Complete the following —
a – Reproduce the part of the site suggestions thread starting at "So you could" and ending at "for a loss.".
b – Answer these questions from the site suggestions thread:
(i) What points did Betts020577 use for a win, a draw and a loss in the prediction league?
(ii) Where does the Experience modification add its progress bar?
(iii) What does Lorian give as the longer-term plan for the site?

Reading passage —
--- BEGIN ---
# Site Suggestions



## Betts020577 (Jul 13, 2014)

I know im new to the UK-M site but i have a few years experience of vBulletin which leads me on to the suggestions in regards to modifications that could be added.

Im not saying the site does not work or look fine now and for all i know some modifications may be in place but restricted to certain usergroups ?

Anyway, A few ideas to run past the admins and community:

Home Page - You can use vBadvanced for a Home Page, You can the edit it to how you think, You can do so much with this as everything integrates with vBulletin.

You can select a certain forum ID and it will ONLY post from that section or use it for advertising/Promotions etc

Chat Box - This can be placed anywhere and shown on a specific page or a set of pages, You can limit it to certain usergroups or even post count, Its easy to manage and you can have mods to keep an eye on it, You can have separate tabs per chat,etc

No need to worry about spammers,etc as you can block links from being posted,etc

Experience - This is a great handy tool to use with vBulletin, It adds up EVERY single activity you do on the site and awards you for it, Threads, Posts, Likes,etc,etc

It takes your site activity and adds a progress bar to your Postbit (Under Your Name,info on the left).

With vBulletin the modification is endless, Its easy to use and a great forum suite.

Anyway just a couple of suggestions and always happy to help out if needed


----------



## Hera (May 6, 2011)

@Lorian


----------



## Betts020577 (Jul 13, 2014)

Oh and 1 more addition that could keep the community active is a Football Prediction League i used to run on my old board last year.

Basically the modification keeps itself updated so the only time you need to do anything, Is when the current football season is over and you need to add next years or a cup,etc

The modification lets members guess the correct score of every football match in the leagues you add to the system.

So you could have Premiership, Championship,etc,etc and even foreign leagues.

You can submit your own scoring points but i used 3 for a win, 1 for a draw and 0 for a loss.

You guess the correct score and you get 3 points.

You can guess on 1 match or every match thats playing, The more correct scores you get, The higher up the table you go 

You can select to not be able to change your prediction when the match starts via admin or say 1 hour before kick-off. (This is handy to stop people changing the prediction)

The modification then displays a table of all the users playing and the results,etc.

Its a good little free modification to use for you football fans and keeps people quite active, You could even offer a small prize or something for the highest places winner at the end of the season


----------



## Asouf (Jul 10, 2010)

I dont like football


----------



## Lorian (Apr 9, 2003)

Betts020577 said:


> I know im new to the UK-M site but i have a few years experience of vBulletin which leads me on to the suggestions in regards to modifications that could be added.
> 
> Im not saying the site does not work or look fine now and for all i know some modifications may be in place but restricted to certain usergroups ?
> 
> ...


Thanks for the suggestions!

As it currently stands, the longer term plan is that we'll be migrating away from vBulletin. We will however we will be having a 'mini-refresh' very soon to tide us over 

Chat is something that has been raised a few times and it will be added if we move to different software.

I like the sound of the Experience mod, although if we're moving I'll need to look and see if there's something similar on the new system.

:beer:


----------



## Betts020577 (Jul 13, 2014)

Can i ask what forum suite your looking at ?

As personally in my opinion vBulletin is the best out there


----------
--- END ---
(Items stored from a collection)
--- BEGIN ---
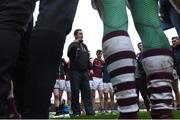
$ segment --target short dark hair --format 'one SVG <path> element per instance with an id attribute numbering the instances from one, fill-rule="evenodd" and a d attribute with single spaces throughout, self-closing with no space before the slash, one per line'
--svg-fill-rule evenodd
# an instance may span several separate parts
<path id="1" fill-rule="evenodd" d="M 96 54 L 100 54 L 100 53 L 102 53 L 102 50 L 97 50 L 96 51 Z"/>
<path id="2" fill-rule="evenodd" d="M 74 31 L 74 36 L 76 36 L 79 31 L 82 31 L 82 29 L 76 29 L 76 30 Z"/>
--- END ---
Outputs by task —
a –
So you could have Premiership, Championship,etc,etc and even foreign leagues.

You can submit your own scoring points but i used 3 for a win, 1 for a draw and 0 for a loss.

b –
(i) 3 for a win, 1 for a draw and 0 for a loss.
(ii) To the Postbit, under the member's name with the info on the left.
(iii) Migrating away from vBulletin.